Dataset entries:
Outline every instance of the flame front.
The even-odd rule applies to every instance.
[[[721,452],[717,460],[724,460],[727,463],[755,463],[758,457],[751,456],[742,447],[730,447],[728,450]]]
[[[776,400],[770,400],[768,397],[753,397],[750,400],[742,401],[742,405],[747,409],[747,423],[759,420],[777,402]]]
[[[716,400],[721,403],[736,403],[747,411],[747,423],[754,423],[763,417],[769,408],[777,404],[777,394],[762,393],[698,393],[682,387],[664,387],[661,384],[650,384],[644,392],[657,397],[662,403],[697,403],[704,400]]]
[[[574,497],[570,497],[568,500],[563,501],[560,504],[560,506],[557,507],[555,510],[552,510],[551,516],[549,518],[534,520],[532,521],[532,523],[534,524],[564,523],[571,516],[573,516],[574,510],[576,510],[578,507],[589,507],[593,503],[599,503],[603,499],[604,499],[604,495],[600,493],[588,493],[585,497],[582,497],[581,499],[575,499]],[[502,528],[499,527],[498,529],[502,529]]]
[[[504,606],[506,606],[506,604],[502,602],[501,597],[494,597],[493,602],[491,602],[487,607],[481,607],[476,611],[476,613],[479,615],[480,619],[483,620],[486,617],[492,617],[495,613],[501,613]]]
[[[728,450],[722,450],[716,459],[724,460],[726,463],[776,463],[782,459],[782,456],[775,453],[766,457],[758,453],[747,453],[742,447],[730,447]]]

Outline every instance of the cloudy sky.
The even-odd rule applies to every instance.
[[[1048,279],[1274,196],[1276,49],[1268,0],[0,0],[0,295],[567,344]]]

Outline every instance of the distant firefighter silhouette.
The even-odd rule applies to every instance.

Problem to solve: Would you please write the entries out again in full, exactly as given?

Task answer:
Outline every instance of the flame front.
The even-odd rule applies to every instance.
[[[721,452],[717,460],[724,460],[727,463],[755,463],[758,457],[751,456],[742,447],[730,447],[728,450]]]
[[[776,400],[770,400],[768,397],[753,397],[750,400],[742,401],[742,405],[747,409],[747,423],[759,420],[777,402]]]
[[[716,400],[721,403],[736,403],[747,411],[747,423],[754,423],[763,417],[769,408],[777,404],[777,394],[762,393],[698,393],[682,387],[664,387],[661,384],[650,384],[644,392],[657,397],[662,403],[697,403],[704,400]]]
[[[574,497],[570,497],[568,500],[563,501],[560,504],[560,506],[557,507],[555,510],[552,510],[551,516],[549,518],[534,520],[532,521],[532,523],[534,524],[564,523],[571,516],[573,516],[574,510],[576,510],[578,507],[589,507],[593,503],[599,503],[603,499],[604,499],[604,495],[600,493],[588,493],[585,497],[582,497],[581,499],[575,499]],[[502,528],[499,527],[498,529],[502,529]]]
[[[504,606],[506,606],[506,604],[502,602],[501,597],[494,597],[493,602],[491,602],[487,607],[481,607],[476,611],[476,613],[479,615],[480,619],[483,620],[486,617],[492,617],[495,613],[501,613]]]
[[[728,450],[722,450],[716,459],[724,460],[726,463],[776,463],[782,459],[782,456],[775,453],[766,457],[758,453],[747,453],[742,447],[730,447]]]

Outline every instance of the cloudy sky.
The even-odd rule applies to every instance.
[[[1048,279],[1274,196],[1276,49],[1268,0],[0,0],[0,295],[567,344]]]

Outline every instance of the distant firefighter silhouette.
The even-odd rule applies to every instance.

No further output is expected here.